§ **EXERCISE DETAILS**: Could you rewrite all of the data with each "koi fish" changed to "carp", keeping everything else the same and leaving the pictures out?

Stored dataset items:
===

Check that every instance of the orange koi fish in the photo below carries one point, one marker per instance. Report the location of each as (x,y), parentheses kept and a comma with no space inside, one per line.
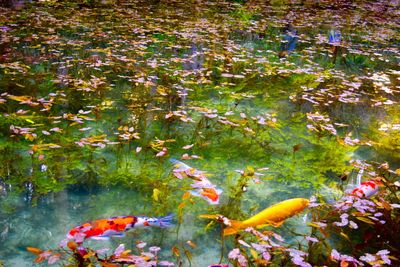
(367,189)
(274,215)
(102,229)
(211,195)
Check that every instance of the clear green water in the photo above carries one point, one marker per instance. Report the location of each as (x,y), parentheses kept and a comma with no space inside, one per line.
(96,85)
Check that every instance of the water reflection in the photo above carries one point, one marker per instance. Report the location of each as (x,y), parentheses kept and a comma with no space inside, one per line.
(15,4)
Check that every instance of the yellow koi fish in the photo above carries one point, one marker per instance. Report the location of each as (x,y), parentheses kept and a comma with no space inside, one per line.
(274,215)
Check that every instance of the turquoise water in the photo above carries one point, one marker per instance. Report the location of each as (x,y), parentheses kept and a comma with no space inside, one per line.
(95,102)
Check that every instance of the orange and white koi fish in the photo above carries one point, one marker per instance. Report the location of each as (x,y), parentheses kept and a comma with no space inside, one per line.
(274,215)
(367,189)
(102,229)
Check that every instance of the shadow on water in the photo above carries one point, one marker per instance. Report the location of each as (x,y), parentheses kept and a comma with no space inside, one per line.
(15,4)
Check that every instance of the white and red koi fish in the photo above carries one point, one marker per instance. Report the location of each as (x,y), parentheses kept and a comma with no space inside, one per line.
(367,189)
(202,187)
(102,229)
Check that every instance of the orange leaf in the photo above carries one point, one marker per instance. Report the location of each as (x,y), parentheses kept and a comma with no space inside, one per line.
(34,250)
(39,259)
(176,251)
(186,195)
(182,205)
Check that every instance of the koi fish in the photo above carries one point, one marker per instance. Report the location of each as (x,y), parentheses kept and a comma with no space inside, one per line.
(211,195)
(366,189)
(274,215)
(102,229)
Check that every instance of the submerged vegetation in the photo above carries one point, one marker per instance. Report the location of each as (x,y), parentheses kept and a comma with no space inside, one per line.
(211,110)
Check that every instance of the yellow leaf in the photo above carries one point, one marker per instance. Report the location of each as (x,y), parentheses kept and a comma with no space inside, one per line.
(34,250)
(314,225)
(366,220)
(345,236)
(186,195)
(176,251)
(191,244)
(156,194)
(254,253)
(182,205)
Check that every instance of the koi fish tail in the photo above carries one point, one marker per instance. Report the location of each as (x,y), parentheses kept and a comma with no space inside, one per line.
(235,227)
(166,221)
(174,161)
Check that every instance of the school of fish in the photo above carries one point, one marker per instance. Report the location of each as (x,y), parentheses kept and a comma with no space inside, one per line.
(102,229)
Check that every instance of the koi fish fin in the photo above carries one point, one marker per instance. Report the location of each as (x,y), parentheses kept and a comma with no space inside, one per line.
(274,224)
(178,163)
(211,199)
(119,235)
(100,237)
(210,216)
(235,227)
(166,221)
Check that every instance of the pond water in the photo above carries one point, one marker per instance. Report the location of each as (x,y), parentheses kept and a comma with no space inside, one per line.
(96,98)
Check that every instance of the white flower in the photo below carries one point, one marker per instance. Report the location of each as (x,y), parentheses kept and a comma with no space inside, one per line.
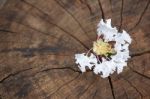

===

§ **WRITTEN SOLUTION**:
Check that every instance of the orange carp in the photo below carries one point, one marker per instance. Report the location of each as (x,y), parentheses kept and a comma with no space inside, one per line.
(367,189)
(274,215)
(102,229)
(211,195)
Check that every instance of the clear green water in the photo above carries one point, one marker per instance. Report the location of each as (x,y), parentheses kept and a comma with no space inside, one per line.
(96,85)
Check that every instance of the water reflection in the photo above carries one point, one marker per instance. Report the location of each as (x,y), parentheses kept and a comma with no space inside, one per line.
(15,4)
Check that every instance of the yellow carp in the photo above carries one point, one marker per instance. Report the location of each as (x,y), parentheses kept and a comma with no space inside, one per line.
(274,215)
Check that every instance of the turquoise water in the photo above carries one point, one marker per instance. Report the location of each as (x,y), parentheses kept and a comma with no space inside, one per line.
(95,102)
Check that every instance of the orange and white carp in the photo above carries one point, one marker per instance. Report the location of each as (x,y), parentheses kept and a comma with no space inside, one per line.
(274,215)
(367,189)
(102,229)
Check that every instance of the shadow on water in the photo above carries one point, one marker per instance. Report the location of each as (x,y), parentheses kept and a comma with no space inside, one per line.
(15,4)
Check that every instance of the white and red carp in the photo above carries one point, one marker per instance. Report the location of each as (x,y), parentheses kept and a comma with no space inside, one per line.
(367,189)
(202,187)
(102,229)
Check that every instance of the orange leaf in the photo above carries one point, one marker per instance. Report the location of each as (x,y), parentheses kept and a comma with no space inside, one per line.
(34,250)
(39,259)
(176,251)
(186,195)
(182,205)
Check that every instance of the carp in the photo above carries one point, one marker per instance. Report the location of each as (x,y), parentheses kept and a comma with no space inside, one per line.
(211,195)
(366,189)
(274,215)
(102,229)
Check that every instance of the submerged vegetation in the photo above carries one point, one marker per instance. Report the location of each as (x,y), parentheses kept and a comma with no space inside, one per line.
(211,110)
Check that every instance of the yellow leaf in the photo above carries one point, one marker per instance. Report the location of each as (x,y), parentheses kept and a comma with no space inside, one per line.
(34,250)
(314,225)
(366,220)
(345,236)
(186,195)
(176,251)
(191,244)
(156,194)
(254,253)
(182,205)
Check that every instance of the carp tail in the photo above carries one point, one marker per instance. Report the location of each as (x,y), parentheses kept and a comma with no space inside, one per line.
(235,227)
(166,221)
(174,161)
Check that every instance of the school of fish in the photo above carries one point, one marker per instance. Report the location of each as (x,y), parentheses kept and a comma with no space inside, one per line.
(102,229)
Check that every instance of the carp fin in the photo above carries one point, one marker per instance. Report the location of each as (x,y), parentheses kept and a comma with no space inside, one per line.
(274,224)
(178,163)
(211,199)
(119,235)
(100,237)
(210,216)
(235,227)
(166,221)
Check that every instance of the pond water in the photo above carries one point, one marker per instance. Report the location of each as (x,y), parentheses kept and a comma with no space inside, one per line.
(96,98)
Check that every instance of the white flower in the photo below carries one point, one marker per instance. Report the location of each as (x,y), parentheses kept and a comma with no space inside, one per line.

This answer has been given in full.